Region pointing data
=== Section Start ===

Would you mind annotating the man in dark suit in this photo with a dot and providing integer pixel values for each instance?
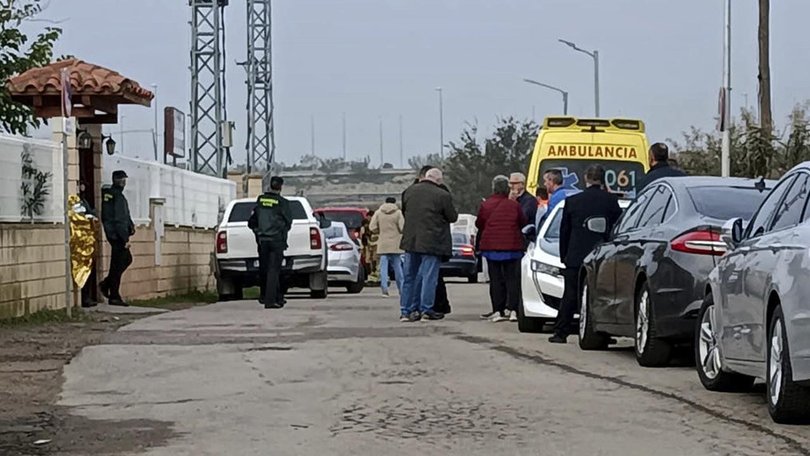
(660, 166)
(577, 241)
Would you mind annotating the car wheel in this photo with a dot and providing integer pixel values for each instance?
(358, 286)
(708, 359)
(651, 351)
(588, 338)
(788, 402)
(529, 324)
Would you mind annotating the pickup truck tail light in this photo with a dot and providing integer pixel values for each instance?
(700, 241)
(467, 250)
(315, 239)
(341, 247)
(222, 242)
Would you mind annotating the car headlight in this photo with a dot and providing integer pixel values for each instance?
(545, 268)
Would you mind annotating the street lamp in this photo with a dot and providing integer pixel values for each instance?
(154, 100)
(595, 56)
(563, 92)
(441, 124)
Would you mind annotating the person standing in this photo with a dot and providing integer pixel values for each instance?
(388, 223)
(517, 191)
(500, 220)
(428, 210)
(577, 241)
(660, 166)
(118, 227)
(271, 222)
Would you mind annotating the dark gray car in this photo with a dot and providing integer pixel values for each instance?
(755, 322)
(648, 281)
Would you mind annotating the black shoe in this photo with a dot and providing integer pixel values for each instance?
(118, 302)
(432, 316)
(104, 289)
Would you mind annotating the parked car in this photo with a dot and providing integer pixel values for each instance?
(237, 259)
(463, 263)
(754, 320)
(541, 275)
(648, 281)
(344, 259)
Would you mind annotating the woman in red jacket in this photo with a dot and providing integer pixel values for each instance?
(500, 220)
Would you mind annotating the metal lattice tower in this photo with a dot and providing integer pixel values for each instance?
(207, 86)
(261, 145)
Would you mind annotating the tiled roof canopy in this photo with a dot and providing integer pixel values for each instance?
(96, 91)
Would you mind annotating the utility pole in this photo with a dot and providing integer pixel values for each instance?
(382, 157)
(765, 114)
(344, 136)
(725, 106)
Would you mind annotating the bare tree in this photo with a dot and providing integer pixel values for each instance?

=== Section End ===
=== Section Start ===

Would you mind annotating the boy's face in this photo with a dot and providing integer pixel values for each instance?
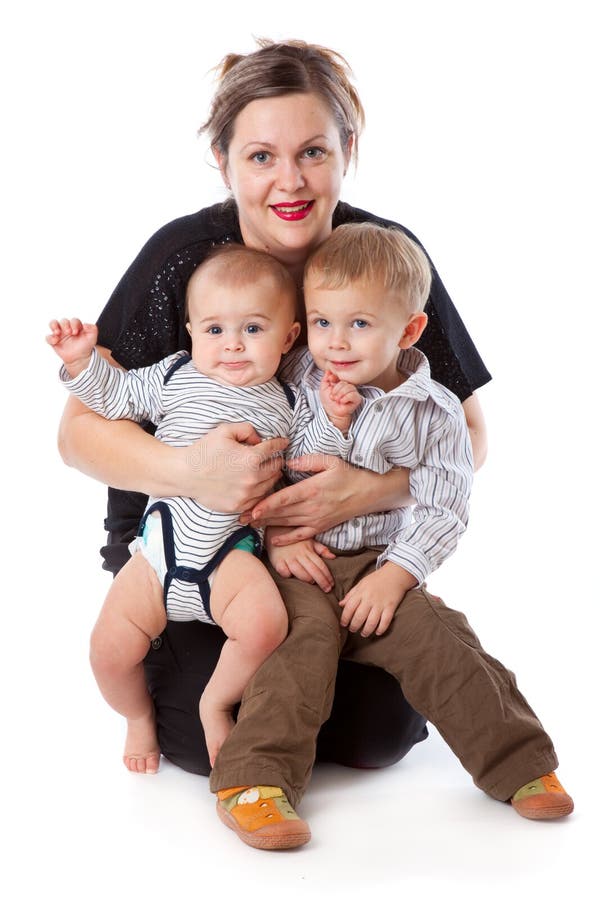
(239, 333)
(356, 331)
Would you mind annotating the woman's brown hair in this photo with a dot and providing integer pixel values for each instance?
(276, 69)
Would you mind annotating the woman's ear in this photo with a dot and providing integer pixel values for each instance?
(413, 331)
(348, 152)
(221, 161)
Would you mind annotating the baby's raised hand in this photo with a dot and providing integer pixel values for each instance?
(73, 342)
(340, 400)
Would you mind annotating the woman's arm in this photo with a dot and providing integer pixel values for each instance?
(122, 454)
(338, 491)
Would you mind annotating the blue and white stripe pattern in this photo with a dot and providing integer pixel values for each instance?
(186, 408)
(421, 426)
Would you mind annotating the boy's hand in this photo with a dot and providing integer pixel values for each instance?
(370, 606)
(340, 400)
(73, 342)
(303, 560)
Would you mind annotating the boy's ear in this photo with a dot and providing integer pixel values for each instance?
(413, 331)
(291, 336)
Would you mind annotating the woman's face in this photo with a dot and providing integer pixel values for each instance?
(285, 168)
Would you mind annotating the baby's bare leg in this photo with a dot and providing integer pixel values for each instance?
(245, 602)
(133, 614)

=== Section End ===

• WHAT YOU HAVE TO DO
All lines above between those holding "Would you mind annotating the utility" and "Would you mind annotating the bare", inclusive, must be set down unchanged, and no other line may be included.

• PROBLEM SOLUTION
Would you mind annotating the utility pole in this photo with a dot and providing integer pixel values for each instance?
(382, 157)
(765, 114)
(344, 136)
(725, 106)
Would you mind annotating the bare tree in this photo with a dot and providing integer pixel values for each instance?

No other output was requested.